STATED GOAL:
Repeat exactly, and only, the lines from the one holding "[mark] the grey" through the last line of the records below.

_ _ _ _ _

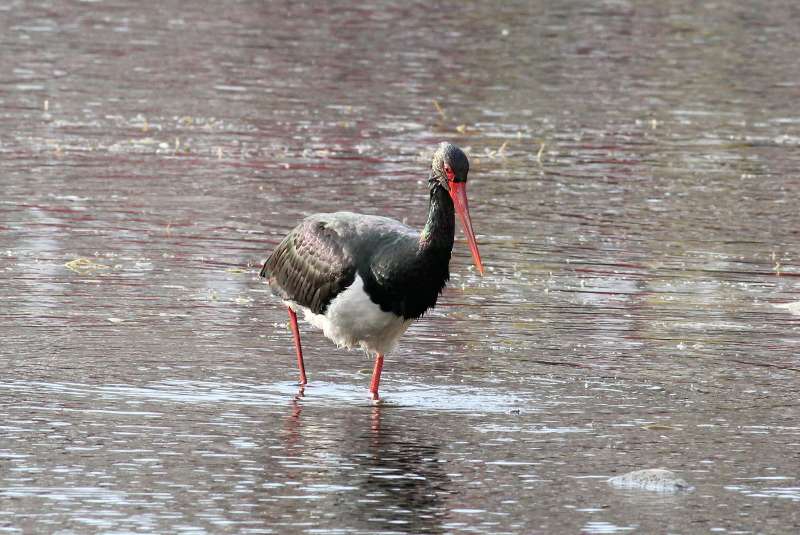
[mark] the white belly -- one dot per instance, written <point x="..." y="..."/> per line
<point x="353" y="320"/>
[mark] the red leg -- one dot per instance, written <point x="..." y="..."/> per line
<point x="376" y="376"/>
<point x="297" y="347"/>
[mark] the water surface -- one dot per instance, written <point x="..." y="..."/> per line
<point x="633" y="178"/>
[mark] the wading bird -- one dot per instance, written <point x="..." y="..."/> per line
<point x="363" y="279"/>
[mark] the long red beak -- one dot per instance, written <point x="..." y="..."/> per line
<point x="458" y="192"/>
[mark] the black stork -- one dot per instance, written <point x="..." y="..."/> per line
<point x="363" y="279"/>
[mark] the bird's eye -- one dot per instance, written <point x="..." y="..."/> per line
<point x="449" y="172"/>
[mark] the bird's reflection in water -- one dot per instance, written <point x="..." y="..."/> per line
<point x="403" y="485"/>
<point x="387" y="459"/>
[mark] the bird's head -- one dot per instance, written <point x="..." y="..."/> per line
<point x="449" y="169"/>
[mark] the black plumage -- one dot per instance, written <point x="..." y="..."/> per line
<point x="372" y="260"/>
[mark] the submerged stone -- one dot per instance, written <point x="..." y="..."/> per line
<point x="654" y="479"/>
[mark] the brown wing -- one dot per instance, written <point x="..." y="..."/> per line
<point x="310" y="266"/>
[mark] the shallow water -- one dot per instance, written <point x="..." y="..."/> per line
<point x="633" y="180"/>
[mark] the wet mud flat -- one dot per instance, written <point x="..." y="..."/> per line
<point x="633" y="187"/>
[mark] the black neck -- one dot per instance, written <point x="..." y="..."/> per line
<point x="437" y="235"/>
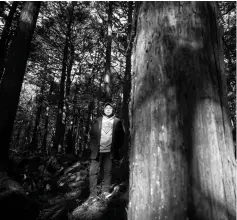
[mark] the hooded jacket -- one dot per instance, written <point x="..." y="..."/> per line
<point x="117" y="138"/>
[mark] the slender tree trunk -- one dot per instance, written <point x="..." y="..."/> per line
<point x="34" y="141"/>
<point x="182" y="160"/>
<point x="11" y="82"/>
<point x="5" y="36"/>
<point x="127" y="78"/>
<point x="46" y="119"/>
<point x="107" y="75"/>
<point x="60" y="123"/>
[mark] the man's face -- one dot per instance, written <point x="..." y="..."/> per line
<point x="108" y="110"/>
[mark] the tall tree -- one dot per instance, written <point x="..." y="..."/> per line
<point x="107" y="76"/>
<point x="182" y="160"/>
<point x="5" y="36"/>
<point x="11" y="82"/>
<point x="60" y="122"/>
<point x="127" y="75"/>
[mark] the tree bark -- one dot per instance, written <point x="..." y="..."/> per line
<point x="5" y="36"/>
<point x="107" y="75"/>
<point x="182" y="160"/>
<point x="60" y="122"/>
<point x="11" y="82"/>
<point x="127" y="78"/>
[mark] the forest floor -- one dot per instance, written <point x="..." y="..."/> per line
<point x="56" y="188"/>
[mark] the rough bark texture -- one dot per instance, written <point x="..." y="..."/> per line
<point x="127" y="77"/>
<point x="5" y="36"/>
<point x="108" y="55"/>
<point x="182" y="160"/>
<point x="60" y="123"/>
<point x="11" y="82"/>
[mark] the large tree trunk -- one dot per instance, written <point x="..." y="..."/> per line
<point x="61" y="117"/>
<point x="11" y="83"/>
<point x="182" y="160"/>
<point x="5" y="36"/>
<point x="127" y="78"/>
<point x="107" y="75"/>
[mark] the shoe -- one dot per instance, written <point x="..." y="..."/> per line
<point x="107" y="195"/>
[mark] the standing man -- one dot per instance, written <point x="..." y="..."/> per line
<point x="107" y="135"/>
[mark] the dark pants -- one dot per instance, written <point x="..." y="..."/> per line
<point x="104" y="162"/>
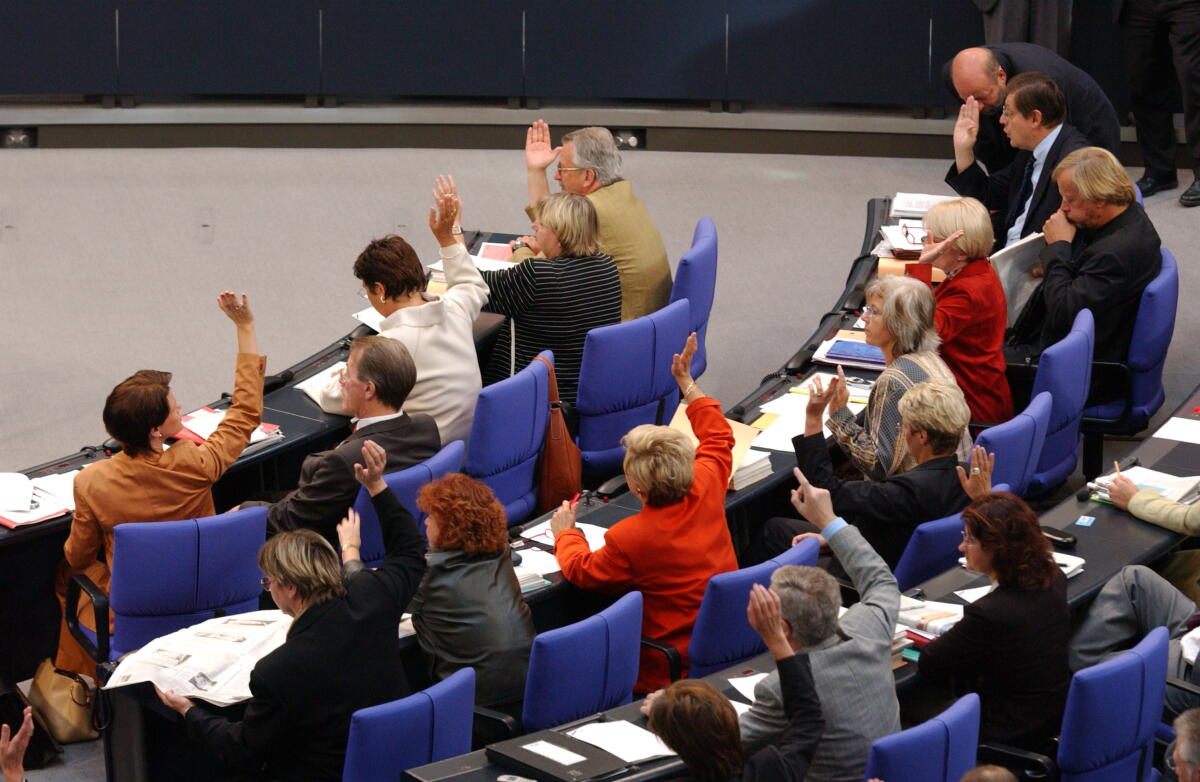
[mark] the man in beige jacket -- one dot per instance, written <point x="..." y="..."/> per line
<point x="588" y="164"/>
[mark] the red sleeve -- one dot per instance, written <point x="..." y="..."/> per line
<point x="715" y="449"/>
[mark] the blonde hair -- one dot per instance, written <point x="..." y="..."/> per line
<point x="969" y="216"/>
<point x="937" y="409"/>
<point x="659" y="459"/>
<point x="303" y="559"/>
<point x="1097" y="175"/>
<point x="573" y="218"/>
<point x="907" y="313"/>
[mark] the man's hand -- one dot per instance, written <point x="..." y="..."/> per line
<point x="12" y="747"/>
<point x="766" y="617"/>
<point x="539" y="152"/>
<point x="563" y="518"/>
<point x="1059" y="228"/>
<point x="978" y="483"/>
<point x="813" y="503"/>
<point x="174" y="702"/>
<point x="370" y="473"/>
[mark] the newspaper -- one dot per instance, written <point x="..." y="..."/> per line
<point x="1013" y="265"/>
<point x="210" y="661"/>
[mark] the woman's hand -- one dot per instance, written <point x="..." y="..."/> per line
<point x="370" y="473"/>
<point x="982" y="465"/>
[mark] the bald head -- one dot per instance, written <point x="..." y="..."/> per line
<point x="977" y="73"/>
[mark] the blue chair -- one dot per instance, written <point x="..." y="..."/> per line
<point x="625" y="380"/>
<point x="1018" y="444"/>
<point x="1065" y="370"/>
<point x="405" y="483"/>
<point x="934" y="548"/>
<point x="425" y="727"/>
<point x="583" y="668"/>
<point x="172" y="575"/>
<point x="1144" y="367"/>
<point x="507" y="437"/>
<point x="941" y="750"/>
<point x="696" y="282"/>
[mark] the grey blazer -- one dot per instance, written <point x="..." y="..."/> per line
<point x="852" y="672"/>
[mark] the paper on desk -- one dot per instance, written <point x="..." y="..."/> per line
<point x="627" y="740"/>
<point x="541" y="534"/>
<point x="745" y="685"/>
<point x="1182" y="429"/>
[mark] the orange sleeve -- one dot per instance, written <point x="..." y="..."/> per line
<point x="605" y="570"/>
<point x="715" y="449"/>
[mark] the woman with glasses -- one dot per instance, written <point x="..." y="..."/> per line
<point x="899" y="318"/>
<point x="971" y="313"/>
<point x="437" y="330"/>
<point x="552" y="302"/>
<point x="1011" y="644"/>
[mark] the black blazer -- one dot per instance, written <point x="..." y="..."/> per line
<point x="885" y="511"/>
<point x="999" y="192"/>
<point x="339" y="657"/>
<point x="1089" y="108"/>
<point x="1011" y="647"/>
<point x="327" y="483"/>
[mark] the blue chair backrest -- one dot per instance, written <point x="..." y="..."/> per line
<point x="405" y="483"/>
<point x="507" y="437"/>
<point x="1152" y="332"/>
<point x="941" y="750"/>
<point x="425" y="727"/>
<point x="1018" y="444"/>
<point x="172" y="575"/>
<point x="625" y="380"/>
<point x="1113" y="711"/>
<point x="696" y="282"/>
<point x="583" y="668"/>
<point x="1065" y="370"/>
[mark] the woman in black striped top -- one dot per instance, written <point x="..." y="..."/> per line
<point x="552" y="302"/>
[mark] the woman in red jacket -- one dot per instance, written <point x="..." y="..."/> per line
<point x="971" y="313"/>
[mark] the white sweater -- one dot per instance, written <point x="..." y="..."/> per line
<point x="438" y="335"/>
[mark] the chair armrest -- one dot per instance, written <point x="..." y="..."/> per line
<point x="505" y="722"/>
<point x="675" y="663"/>
<point x="1026" y="765"/>
<point x="97" y="651"/>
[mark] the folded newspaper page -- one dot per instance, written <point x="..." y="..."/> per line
<point x="210" y="661"/>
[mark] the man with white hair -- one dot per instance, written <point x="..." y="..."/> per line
<point x="589" y="164"/>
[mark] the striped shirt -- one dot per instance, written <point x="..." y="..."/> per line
<point x="553" y="302"/>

_ _ _ _ _

FINISHED ANSWER:
[mark] the grey blazer -- one dot per instance, written <point x="..." y="..."/> per line
<point x="852" y="672"/>
[mark] the paper on desk -- one dot per instance, written <point x="..." y="..."/> per line
<point x="627" y="740"/>
<point x="541" y="534"/>
<point x="745" y="685"/>
<point x="1182" y="429"/>
[mark] the orange sleeve -- one dot per instance, written <point x="..." y="..."/> per line
<point x="605" y="570"/>
<point x="715" y="449"/>
[mark] the woman with glasses -- one dot per instance, written <point x="..." y="..."/> per line
<point x="899" y="318"/>
<point x="971" y="313"/>
<point x="437" y="330"/>
<point x="552" y="302"/>
<point x="1011" y="644"/>
[mark] the black blazer -- one dot per instance, written <point x="..." y="..."/> per line
<point x="885" y="511"/>
<point x="999" y="192"/>
<point x="339" y="657"/>
<point x="1089" y="108"/>
<point x="1011" y="647"/>
<point x="327" y="483"/>
[mark] the blue chair backrest -- one dot per instance, written <point x="..." y="..."/> per line
<point x="405" y="483"/>
<point x="507" y="437"/>
<point x="1152" y="332"/>
<point x="941" y="750"/>
<point x="425" y="727"/>
<point x="1018" y="444"/>
<point x="172" y="575"/>
<point x="625" y="380"/>
<point x="1113" y="711"/>
<point x="696" y="282"/>
<point x="583" y="668"/>
<point x="1065" y="370"/>
[mark] the woman in black striped top -- one dot per instance, written <point x="..." y="..."/> per line
<point x="552" y="302"/>
[mark] the woman in red jacket -- one dot per instance, written <point x="..." y="..."/> per line
<point x="971" y="313"/>
[mark] the white sweater -- one dot per instance, written <point x="..." y="..."/> per line
<point x="438" y="335"/>
[mark] the chair armrest -- one dot per instance, written <point x="..." y="..."/> per line
<point x="505" y="722"/>
<point x="675" y="663"/>
<point x="1026" y="765"/>
<point x="97" y="651"/>
[mark] the folded newspaper page -- one dot per instance, written <point x="..." y="..."/> per line
<point x="210" y="661"/>
[mark] the man with white hair -- one dot per instance, written <point x="..." y="..."/> per line
<point x="589" y="164"/>
[mark] the striped shirt -- one dot per instance, written <point x="..." y="..."/> per line
<point x="553" y="302"/>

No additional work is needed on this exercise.